WORK TO BE COMPLETED: Print every line of the data exactly as shown.

━━ DATA FOR THIS TASK

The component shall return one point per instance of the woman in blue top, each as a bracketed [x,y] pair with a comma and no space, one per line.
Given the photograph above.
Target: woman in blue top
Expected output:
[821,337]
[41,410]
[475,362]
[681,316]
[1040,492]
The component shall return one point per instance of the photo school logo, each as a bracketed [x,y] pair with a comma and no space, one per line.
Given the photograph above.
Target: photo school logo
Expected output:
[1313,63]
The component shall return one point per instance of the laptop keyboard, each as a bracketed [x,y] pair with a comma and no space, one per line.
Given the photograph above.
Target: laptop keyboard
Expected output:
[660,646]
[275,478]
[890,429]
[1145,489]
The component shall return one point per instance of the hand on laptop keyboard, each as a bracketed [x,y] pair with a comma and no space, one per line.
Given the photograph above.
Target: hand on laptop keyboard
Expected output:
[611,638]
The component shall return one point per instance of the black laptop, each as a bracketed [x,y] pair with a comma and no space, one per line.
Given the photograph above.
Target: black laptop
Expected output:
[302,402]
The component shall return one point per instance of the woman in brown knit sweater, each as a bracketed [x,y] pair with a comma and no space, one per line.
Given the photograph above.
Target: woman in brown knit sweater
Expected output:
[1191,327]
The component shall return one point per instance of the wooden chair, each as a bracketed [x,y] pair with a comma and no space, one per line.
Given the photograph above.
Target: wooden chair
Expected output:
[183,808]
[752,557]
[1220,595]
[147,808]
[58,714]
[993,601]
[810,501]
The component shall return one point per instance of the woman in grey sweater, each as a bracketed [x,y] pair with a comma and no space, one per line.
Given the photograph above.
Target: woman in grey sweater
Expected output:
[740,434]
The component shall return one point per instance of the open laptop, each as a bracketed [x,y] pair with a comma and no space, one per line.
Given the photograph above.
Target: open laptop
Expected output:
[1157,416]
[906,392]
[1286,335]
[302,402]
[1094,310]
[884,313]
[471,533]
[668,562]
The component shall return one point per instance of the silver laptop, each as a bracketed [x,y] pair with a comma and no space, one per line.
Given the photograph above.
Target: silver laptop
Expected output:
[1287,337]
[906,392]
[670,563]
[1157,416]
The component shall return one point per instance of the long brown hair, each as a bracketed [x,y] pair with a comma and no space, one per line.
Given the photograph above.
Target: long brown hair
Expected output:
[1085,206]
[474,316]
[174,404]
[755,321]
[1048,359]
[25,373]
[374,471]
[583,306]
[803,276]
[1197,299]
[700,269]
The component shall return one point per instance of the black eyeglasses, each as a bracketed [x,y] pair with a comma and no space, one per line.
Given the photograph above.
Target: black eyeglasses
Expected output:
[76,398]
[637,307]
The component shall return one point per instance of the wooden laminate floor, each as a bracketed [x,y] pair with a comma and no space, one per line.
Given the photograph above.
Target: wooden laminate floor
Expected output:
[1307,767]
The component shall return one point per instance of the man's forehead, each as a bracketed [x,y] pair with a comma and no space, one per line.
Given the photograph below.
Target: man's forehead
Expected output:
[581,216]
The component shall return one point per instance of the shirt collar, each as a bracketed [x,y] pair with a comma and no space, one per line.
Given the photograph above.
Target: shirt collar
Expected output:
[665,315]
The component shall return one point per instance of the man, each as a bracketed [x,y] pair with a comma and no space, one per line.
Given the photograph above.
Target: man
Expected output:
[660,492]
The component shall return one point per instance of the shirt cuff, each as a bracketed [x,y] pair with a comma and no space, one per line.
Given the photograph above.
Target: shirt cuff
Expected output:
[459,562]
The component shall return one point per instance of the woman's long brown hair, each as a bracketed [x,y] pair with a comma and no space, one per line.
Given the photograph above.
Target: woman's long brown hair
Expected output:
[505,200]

━━━━

RESPONSE TO THIS TASK:
The component shall return one point per instance of the woman in blue top, each as a bracketed [x,y] pair with a comma and no space, one per line.
Given the photograph above.
Target: woman in blue top
Expected output:
[821,337]
[41,410]
[475,362]
[681,316]
[1040,492]
The component shall return one point per instance of the photo school logo, each as a bracketed [x,y] pair with a comma and no space, one per line.
Given the photograph above.
Target: photo school logo
Expected output:
[1313,63]
The component shall return one point per instance of the laptop keyboard, each as a bracketed [x,y] pair with a comma and no space, one per line.
Given the photograph above.
Target: laptop keyboard
Expected output:
[660,646]
[275,478]
[890,429]
[1145,489]
The component shall return one point per instance of the hand on laptop keyboard, each as a bracketed [x,y] pair with a comma and no space, one per line.
Given the photograph above.
Target: hand on laptop keyboard
Expected output:
[611,638]
The component shall return one point per instance of the black laptop, each as a bracketed [x,y] pair with a comma and no space, one per line.
Given the photograph above.
Target: black laptop
Expected output:
[302,402]
The component shall return one point per instance of the woman in brown knit sweater, each as a bracketed [x,y] pair with a comma and no space, one per line.
Given the photograph above.
Target: woman in brown knit sweater
Expected output:
[1191,327]
The component shall return one point per instance of the wooden chair, each as a bracketed [x,y] pair with a comma and no space, one per line.
Given the photograph above.
Target: wooden chair
Expected output:
[183,808]
[752,557]
[1220,595]
[147,808]
[58,714]
[993,601]
[810,501]
The component shall return one point per instance of the woman in grey sweater, each as a bracketed [x,y] pair with a comma and no space, one per line.
Given the photograph above.
Target: woman in grey sweater
Expected output:
[740,434]
The component shall return one point per instance of the open laptop, each as a bracketed [x,y] pair with a comma and no space, one per line.
Given the photograph above.
Target: open laptop
Expected output:
[1157,416]
[906,392]
[1286,335]
[302,402]
[1094,310]
[884,313]
[471,533]
[668,562]
The component shall return one point per instance of the silver laptop, each as a bracketed [x,y] pair with a comma and no space, one per line.
Given the photograph above.
Target: silver laptop
Expected output:
[1287,337]
[906,392]
[670,563]
[1157,416]
The component shall return one point per instance of the long brown hair, each as a bracketed [x,y] pair with a comma and no space, one per line.
Given the photograph above.
Target: long brown hair
Expected output:
[1085,206]
[474,316]
[174,404]
[755,321]
[1048,359]
[25,373]
[374,471]
[583,306]
[803,276]
[1197,299]
[700,269]
The component shall return one point per instance of the black eyeglasses, each as a bracketed [x,y] pair with a comma and no space, one per line.
Given the photograph above.
Target: black eyeglasses
Expected output:
[76,398]
[637,307]
The component shall return one point per instance of the wooden laminate floor, each as a bracketed [x,y] pair with a comma and no space, one per line.
Given the photograph above.
Target: wooden laminate floor
Expected output:
[1307,767]
The component shall return one point per instance of the man's forehead, each as a bracketed [x,y] pair with a comma and no space, one per line.
Given the photograph below.
Target: man's forehead
Expected output:
[581,216]
The component shall return one point per instance of the shirt collar, each as a bracketed [x,y] pair with a comma and no space, one per line.
Given the photograph above.
Target: shirt collar
Expected output:
[665,315]
The component shall return one point per instance of the man, each as a bracketed [x,y] pair with a comma and no space, one per line.
Given the photograph above.
Target: man
Expected output:
[660,492]
The component shall return one point per instance of the shirt cuff, each as a bracketed [x,y] pair with a comma and no space, one per line.
Given the photograph above.
Target: shirt cuff
Expected output:
[459,562]
The component shall return one point per instance of the woman's long brown hair, each as a bracketed [x,y] pair with a comma and no space, one per line.
Given the photograph above.
Target: woman's long brown hair
Expected output:
[505,200]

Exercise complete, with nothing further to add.